> **TEXT**

Welcome to Bathroom Break, Refinery29’s series all about poop and the complicated relationship we have with our bowels. To see the rest of the articles, click here.
Everyone has a toilet horror story. A filthy portaloo on a hot day at an ice cream festival; the exact moment you realised you were lactose intolerant. A bus stop bathroom in Colombia with no loo roll and a door you had to hold closed with your foot. A slippery-floored squat toilet behind a curtain in a restaurant on holiday. The bleakest five minutes of your life in the downstairs loo of a new boyfriend’s family home as his mum shouts through the door: "It won’t flush, darling, but don’t worry!" You know, just to throw out random hypothetical situations that definitely didn’t happen to me.
Then there’s the story from 2017, of the Bristol student who couldn’t flush the loo in her date’s house so tried to throw the result of her bathroom visit out into the garden – only to miss and then get trapped while trying to rescue the offending item, which had fallen between two panes of glass. Her chivalrous date took a photo of the firefighters breaking the window to free her and the story went viral.

> **TASK GOAL**
Reproduce the full passage on toilet horror stories above, word for word.

> **Referring expression data**
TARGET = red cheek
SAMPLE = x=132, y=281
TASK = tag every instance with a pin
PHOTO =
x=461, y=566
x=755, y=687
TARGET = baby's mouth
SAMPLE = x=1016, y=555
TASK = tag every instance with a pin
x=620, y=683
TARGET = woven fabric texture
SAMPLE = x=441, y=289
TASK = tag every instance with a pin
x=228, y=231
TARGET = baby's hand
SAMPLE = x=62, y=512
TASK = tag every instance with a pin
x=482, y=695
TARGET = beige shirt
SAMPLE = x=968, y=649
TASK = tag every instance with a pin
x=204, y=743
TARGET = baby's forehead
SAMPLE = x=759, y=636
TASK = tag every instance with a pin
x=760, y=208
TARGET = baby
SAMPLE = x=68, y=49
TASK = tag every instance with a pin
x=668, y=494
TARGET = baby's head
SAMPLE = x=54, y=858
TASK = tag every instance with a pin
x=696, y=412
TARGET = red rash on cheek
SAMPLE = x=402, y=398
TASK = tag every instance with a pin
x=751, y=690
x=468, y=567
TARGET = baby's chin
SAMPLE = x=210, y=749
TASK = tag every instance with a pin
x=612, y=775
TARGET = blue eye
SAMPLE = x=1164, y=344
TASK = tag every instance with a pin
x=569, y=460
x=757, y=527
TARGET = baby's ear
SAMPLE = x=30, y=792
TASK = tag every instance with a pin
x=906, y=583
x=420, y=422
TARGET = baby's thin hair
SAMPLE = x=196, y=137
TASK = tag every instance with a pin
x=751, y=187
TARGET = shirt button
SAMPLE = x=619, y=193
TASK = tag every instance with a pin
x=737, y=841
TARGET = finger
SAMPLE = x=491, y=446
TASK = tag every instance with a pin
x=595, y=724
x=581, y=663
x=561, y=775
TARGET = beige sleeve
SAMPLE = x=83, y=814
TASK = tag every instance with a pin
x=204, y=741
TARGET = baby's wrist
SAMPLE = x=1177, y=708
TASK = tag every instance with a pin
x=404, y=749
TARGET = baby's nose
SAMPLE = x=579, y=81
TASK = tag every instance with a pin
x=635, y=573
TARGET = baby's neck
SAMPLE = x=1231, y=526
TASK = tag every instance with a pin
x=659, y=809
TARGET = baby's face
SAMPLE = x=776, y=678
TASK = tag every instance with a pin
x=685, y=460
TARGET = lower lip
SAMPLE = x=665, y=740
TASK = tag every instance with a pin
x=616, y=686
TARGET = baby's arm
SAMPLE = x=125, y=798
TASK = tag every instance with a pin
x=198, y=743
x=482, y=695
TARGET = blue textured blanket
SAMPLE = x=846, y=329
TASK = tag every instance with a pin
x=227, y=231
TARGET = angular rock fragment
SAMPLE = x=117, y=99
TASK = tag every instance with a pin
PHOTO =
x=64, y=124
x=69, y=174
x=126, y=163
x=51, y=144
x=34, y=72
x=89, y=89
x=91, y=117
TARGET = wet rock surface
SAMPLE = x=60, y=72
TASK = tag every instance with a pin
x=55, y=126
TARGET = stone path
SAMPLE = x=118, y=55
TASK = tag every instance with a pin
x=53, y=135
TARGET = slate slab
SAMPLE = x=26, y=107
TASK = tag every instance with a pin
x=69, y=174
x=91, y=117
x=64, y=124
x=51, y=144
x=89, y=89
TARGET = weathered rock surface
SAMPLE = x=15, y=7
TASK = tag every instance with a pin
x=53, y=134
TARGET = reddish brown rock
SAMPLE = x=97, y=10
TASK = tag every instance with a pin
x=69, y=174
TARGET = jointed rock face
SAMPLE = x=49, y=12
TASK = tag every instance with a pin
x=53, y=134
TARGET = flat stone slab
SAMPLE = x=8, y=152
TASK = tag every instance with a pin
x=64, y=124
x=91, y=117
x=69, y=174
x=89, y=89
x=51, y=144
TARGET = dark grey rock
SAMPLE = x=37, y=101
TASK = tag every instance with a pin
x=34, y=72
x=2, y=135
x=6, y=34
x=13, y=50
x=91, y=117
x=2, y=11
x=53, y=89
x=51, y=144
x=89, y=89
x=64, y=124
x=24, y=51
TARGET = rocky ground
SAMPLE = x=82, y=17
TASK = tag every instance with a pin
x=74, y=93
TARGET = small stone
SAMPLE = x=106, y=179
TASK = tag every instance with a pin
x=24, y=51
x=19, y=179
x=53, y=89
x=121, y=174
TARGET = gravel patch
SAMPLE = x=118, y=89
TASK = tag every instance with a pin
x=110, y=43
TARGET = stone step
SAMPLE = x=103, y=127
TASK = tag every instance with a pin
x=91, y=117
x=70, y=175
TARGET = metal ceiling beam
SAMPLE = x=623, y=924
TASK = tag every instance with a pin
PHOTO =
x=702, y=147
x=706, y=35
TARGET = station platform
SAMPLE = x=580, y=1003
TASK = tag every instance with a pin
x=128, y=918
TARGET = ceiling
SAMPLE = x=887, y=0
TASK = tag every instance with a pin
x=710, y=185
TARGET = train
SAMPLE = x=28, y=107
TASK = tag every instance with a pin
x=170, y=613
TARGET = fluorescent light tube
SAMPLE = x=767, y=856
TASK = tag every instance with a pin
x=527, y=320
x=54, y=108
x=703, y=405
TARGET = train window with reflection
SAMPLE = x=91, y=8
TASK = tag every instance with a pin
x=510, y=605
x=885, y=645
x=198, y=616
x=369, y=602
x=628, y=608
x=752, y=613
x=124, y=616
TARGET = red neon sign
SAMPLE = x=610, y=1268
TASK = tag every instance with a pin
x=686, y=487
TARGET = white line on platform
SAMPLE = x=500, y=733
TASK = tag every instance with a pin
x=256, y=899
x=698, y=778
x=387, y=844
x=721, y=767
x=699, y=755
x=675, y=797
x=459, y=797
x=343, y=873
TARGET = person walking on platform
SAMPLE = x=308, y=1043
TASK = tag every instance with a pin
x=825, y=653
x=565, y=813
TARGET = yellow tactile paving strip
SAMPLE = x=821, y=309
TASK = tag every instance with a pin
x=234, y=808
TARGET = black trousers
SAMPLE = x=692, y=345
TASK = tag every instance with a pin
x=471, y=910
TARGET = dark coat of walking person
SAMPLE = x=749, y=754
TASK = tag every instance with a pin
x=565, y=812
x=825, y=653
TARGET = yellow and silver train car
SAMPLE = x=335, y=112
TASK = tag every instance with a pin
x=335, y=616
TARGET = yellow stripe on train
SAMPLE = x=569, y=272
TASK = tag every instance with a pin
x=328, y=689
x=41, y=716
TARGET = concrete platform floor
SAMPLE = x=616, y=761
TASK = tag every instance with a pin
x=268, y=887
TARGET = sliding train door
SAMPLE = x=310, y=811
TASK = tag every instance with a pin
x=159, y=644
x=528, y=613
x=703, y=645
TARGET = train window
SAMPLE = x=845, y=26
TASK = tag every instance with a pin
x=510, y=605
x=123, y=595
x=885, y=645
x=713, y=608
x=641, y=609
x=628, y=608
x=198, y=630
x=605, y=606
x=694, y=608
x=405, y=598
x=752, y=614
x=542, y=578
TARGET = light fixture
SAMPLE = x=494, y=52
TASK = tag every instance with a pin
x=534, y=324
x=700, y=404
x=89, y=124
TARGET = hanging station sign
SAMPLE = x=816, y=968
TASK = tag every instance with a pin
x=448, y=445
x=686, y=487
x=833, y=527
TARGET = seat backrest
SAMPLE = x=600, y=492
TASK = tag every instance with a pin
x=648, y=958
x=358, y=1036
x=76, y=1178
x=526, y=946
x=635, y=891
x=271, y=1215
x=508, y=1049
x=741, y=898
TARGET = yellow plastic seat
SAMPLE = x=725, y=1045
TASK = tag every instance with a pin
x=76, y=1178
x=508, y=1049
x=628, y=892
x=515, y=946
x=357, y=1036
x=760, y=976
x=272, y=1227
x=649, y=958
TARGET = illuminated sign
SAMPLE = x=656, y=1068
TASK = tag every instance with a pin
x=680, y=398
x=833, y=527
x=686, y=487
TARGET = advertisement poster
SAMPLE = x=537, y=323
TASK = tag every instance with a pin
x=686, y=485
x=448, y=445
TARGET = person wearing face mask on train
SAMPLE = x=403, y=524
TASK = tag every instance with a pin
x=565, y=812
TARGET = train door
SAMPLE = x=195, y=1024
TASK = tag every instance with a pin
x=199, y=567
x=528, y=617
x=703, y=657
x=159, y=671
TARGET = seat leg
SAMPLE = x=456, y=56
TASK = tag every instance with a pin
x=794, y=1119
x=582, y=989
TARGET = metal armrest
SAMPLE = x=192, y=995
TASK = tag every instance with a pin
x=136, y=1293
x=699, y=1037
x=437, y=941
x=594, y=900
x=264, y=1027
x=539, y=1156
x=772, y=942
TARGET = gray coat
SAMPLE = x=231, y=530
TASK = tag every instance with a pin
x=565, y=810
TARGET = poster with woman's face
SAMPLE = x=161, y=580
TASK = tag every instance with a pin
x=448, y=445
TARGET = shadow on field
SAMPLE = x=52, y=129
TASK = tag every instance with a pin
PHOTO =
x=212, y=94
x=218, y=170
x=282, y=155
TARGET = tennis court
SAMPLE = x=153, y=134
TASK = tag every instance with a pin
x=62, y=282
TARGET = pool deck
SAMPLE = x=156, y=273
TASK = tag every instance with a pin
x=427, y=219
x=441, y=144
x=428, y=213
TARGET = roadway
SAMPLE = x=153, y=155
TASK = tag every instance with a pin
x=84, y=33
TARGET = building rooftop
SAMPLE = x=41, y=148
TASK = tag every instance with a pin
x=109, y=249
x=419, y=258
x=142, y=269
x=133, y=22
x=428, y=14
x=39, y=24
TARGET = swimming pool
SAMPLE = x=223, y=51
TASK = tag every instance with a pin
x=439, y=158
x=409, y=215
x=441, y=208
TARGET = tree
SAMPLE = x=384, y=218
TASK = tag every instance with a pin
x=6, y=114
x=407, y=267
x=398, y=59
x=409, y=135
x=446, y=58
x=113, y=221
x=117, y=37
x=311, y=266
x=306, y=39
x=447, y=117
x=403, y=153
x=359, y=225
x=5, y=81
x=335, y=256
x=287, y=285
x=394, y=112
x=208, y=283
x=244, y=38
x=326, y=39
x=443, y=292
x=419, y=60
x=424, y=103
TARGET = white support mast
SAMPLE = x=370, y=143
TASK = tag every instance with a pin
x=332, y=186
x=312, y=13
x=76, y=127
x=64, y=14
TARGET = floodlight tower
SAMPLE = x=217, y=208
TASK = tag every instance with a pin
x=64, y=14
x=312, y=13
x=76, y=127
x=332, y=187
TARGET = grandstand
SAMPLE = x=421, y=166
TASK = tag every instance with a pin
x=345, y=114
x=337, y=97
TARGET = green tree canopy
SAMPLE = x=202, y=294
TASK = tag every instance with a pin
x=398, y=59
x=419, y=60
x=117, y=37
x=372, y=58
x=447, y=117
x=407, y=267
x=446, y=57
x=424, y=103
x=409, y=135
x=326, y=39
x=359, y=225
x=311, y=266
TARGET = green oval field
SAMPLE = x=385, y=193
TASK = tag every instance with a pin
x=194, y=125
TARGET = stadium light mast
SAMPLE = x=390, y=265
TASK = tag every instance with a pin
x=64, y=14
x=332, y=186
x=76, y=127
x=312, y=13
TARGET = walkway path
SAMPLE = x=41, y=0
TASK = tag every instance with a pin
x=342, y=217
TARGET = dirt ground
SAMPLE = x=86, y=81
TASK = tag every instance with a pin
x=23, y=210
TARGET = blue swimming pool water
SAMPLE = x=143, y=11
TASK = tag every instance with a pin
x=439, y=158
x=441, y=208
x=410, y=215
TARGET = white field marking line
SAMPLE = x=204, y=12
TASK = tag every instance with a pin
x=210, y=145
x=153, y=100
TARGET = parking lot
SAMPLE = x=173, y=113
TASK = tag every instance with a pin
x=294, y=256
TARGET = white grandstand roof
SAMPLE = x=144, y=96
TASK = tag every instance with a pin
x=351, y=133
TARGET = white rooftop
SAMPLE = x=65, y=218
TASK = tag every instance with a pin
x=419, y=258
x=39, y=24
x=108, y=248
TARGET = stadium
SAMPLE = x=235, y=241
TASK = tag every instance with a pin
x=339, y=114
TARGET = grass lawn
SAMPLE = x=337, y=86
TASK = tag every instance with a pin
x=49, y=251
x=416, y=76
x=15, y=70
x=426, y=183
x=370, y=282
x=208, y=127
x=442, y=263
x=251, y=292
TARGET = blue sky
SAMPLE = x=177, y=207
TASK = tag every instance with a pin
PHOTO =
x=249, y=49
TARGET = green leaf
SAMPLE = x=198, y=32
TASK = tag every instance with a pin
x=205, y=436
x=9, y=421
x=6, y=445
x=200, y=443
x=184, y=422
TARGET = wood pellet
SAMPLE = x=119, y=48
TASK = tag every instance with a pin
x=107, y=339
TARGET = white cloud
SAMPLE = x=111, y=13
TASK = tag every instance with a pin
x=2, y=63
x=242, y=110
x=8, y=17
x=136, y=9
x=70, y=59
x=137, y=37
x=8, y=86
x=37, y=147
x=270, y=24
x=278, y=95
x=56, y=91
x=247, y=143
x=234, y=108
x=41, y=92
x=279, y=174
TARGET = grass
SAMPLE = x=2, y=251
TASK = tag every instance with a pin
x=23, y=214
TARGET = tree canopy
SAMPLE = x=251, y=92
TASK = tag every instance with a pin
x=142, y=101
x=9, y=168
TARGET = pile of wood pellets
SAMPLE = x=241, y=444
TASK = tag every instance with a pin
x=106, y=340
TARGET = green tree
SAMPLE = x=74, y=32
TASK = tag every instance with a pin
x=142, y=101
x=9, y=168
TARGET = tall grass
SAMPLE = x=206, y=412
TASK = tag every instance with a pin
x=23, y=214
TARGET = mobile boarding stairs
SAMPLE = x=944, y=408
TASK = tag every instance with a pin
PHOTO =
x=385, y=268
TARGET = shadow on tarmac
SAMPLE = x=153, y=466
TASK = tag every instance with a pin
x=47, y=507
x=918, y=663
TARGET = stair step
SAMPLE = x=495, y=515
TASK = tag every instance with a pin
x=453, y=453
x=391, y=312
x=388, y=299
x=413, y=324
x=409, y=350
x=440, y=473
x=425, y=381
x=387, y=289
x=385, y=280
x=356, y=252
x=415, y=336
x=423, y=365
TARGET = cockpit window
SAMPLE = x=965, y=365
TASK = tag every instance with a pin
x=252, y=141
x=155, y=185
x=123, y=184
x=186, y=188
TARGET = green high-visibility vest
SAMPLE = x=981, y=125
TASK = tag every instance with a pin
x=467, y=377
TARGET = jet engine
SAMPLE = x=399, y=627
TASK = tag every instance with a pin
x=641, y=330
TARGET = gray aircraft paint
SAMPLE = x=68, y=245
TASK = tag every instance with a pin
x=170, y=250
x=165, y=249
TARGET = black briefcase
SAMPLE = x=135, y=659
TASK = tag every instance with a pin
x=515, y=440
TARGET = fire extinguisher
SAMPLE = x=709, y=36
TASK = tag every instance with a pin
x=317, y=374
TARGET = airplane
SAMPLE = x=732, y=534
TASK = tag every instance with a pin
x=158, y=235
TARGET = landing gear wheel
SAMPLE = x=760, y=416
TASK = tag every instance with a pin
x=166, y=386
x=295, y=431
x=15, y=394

> **REPLY TO THE EXERCISE**
Welcome to Bathroom Break, Refinery29’s series all about poop and the complicated relationship we have with our bowels. To see the rest of the articles, click here.
Everyone has a toilet horror story. A filthy portaloo on a hot day at an ice cream festival; the exact moment you realised you were lactose intolerant. A bus stop bathroom in Colombia with no loo roll and a door you had to hold closed with your foot. A slippery-floored squat toilet behind a curtain in a restaurant on holiday. The bleakest five minutes of your life in the downstairs loo of a new boyfriend’s family home as his mum shouts through the door: "It won’t flush, darling, but don’t worry!" You know, just to throw out random hypothetical situations that definitely didn’t happen to me.
Then there’s the story from 2017, of the Bristol student who couldn’t flush the loo in her date’s house so tried to throw the result of her bathroom visit out into the garden – only to miss and then get trapped while trying to rescue the offending item, which had fallen between two panes of glass. Her chivalrous date took a photo of the firefighters breaking the window to free her and the story went viral.